**Exercise text**:
------------

Now, my pantry is rather large, especially for an average-sized kitchen in an average-sized house.  But the principles I want to share with you can be applied no matter the size of the pantry.  The key is creating zones and sorting items into those zones.  I'm going to break down each zone for you and share ideas for items that you want to keep on hand at all times if you are working toward creating weekly (or even monthly) menus. 

Zone 1: Baking Supplies

Okay, so I don't bake that often, but the items on this shelf are staples that can be used in many aspects of cooking. Items to keep in stock:

all-purpose flour
white or yellow corn meal
pancake mix
cooking oil
olive oil
baking powder
sugar/powdered sugar/brown sugar
muffin mix

You'll notice that my coffee and coffee liners also find their home on this shelf. And of course, Cafe' du Monde beignet mix!

Zone 2:  Boxed Breakfast Items

On busy mornings, my kids can fix a quick breakfast without any help from Mom and Dad!  My sweet husband likes to cook breakfast for the kids in the morning.  He's done it for years!  There are times, however, when we need something "in a hurry" and the kids know they can go straight to this shelf.  Items include:  boxed cereal, instant oatmeal, instant grits, chocolate milk mix, and protein shake mix (for when Mom's in a hurry).

------------

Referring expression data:

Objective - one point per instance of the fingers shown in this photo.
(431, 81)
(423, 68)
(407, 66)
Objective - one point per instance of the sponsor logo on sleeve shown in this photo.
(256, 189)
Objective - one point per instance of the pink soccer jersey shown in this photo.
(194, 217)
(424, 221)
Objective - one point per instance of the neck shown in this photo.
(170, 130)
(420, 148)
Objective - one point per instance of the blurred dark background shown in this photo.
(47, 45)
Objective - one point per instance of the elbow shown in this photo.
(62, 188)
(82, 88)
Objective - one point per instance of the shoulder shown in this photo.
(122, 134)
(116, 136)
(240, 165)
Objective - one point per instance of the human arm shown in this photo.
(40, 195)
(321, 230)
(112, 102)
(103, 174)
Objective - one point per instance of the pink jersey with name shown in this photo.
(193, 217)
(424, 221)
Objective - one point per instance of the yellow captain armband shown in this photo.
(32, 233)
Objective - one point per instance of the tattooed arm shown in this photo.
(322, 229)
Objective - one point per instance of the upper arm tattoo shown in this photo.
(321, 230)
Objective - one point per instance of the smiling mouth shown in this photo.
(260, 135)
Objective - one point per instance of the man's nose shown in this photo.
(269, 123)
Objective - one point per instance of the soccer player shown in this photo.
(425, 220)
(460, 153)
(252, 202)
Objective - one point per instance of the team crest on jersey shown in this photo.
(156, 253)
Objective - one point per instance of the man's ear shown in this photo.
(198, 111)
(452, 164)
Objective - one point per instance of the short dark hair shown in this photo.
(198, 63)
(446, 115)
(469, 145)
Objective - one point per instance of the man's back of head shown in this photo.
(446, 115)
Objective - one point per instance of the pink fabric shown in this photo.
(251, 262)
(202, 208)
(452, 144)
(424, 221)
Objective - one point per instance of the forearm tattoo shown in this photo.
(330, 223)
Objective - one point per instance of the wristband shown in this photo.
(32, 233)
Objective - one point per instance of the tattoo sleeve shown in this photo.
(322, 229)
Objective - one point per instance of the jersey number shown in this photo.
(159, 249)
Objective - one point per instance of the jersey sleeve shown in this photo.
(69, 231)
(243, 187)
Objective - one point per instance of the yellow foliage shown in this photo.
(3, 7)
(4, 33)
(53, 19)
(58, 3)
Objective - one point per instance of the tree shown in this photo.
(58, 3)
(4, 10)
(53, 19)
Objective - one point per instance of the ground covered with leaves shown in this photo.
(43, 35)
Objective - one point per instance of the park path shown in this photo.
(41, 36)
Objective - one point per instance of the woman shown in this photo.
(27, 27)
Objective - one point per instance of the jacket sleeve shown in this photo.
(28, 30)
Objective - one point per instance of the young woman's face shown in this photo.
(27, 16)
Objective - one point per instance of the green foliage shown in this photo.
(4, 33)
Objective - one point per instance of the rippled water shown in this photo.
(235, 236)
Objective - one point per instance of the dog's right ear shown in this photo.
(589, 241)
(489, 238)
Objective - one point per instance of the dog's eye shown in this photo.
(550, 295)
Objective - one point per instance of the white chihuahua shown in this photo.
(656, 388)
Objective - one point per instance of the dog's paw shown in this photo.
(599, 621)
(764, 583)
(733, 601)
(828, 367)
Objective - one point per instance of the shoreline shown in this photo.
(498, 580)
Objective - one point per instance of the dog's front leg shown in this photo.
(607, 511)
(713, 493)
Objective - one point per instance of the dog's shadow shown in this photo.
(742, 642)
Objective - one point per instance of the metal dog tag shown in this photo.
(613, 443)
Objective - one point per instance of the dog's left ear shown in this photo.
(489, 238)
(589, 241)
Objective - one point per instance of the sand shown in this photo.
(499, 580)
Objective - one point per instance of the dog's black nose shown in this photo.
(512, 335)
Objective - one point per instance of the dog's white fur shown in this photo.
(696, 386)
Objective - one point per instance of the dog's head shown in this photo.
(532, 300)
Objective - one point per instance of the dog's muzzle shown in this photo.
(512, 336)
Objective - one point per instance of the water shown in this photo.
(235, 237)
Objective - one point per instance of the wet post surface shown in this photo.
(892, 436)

------------

**What you need to do**:
A - Write out the part of the pantry passage starting at "all-purpose flour" and ending at "in a hurry).".
B - Does the pantry passage support each statement: (i) the writer bakes often, (ii) the writer's husband cooks breakfast for the kids in the morning, (iii) coffee is kept on the baking supplies shelf? Give yes or no for each, with the deciding words quoted.

**Answers per task**:
A -
all-purpose flour
white or yellow corn meal
pancake mix
cooking oil
olive oil
baking powder
sugar/powdered sugar/brown sugar
muffin mix

You'll notice that my coffee and coffee liners also find their home on this shelf. And of course, Cafe' du Monde beignet mix!

Zone 2:  Boxed Breakfast Items

On busy mornings, my kids can fix a quick breakfast without any help from Mom and Dad!  My sweet husband likes to cook breakfast for the kids in the morning.  He's done it for years!  There are times, however, when we need something "in a hurry" and the kids know they can go straight to this shelf.  Items include:  boxed cereal, instant oatmeal, instant grits, chocolate milk mix, and protein shake mix (for when Mom's in a hurry).

B -
(i) No: "I don't bake that often"
(ii) Yes: "My sweet husband likes to cook breakfast for the kids in the morning."
(iii) Yes: "my coffee and coffee liners also find their home on this shelf"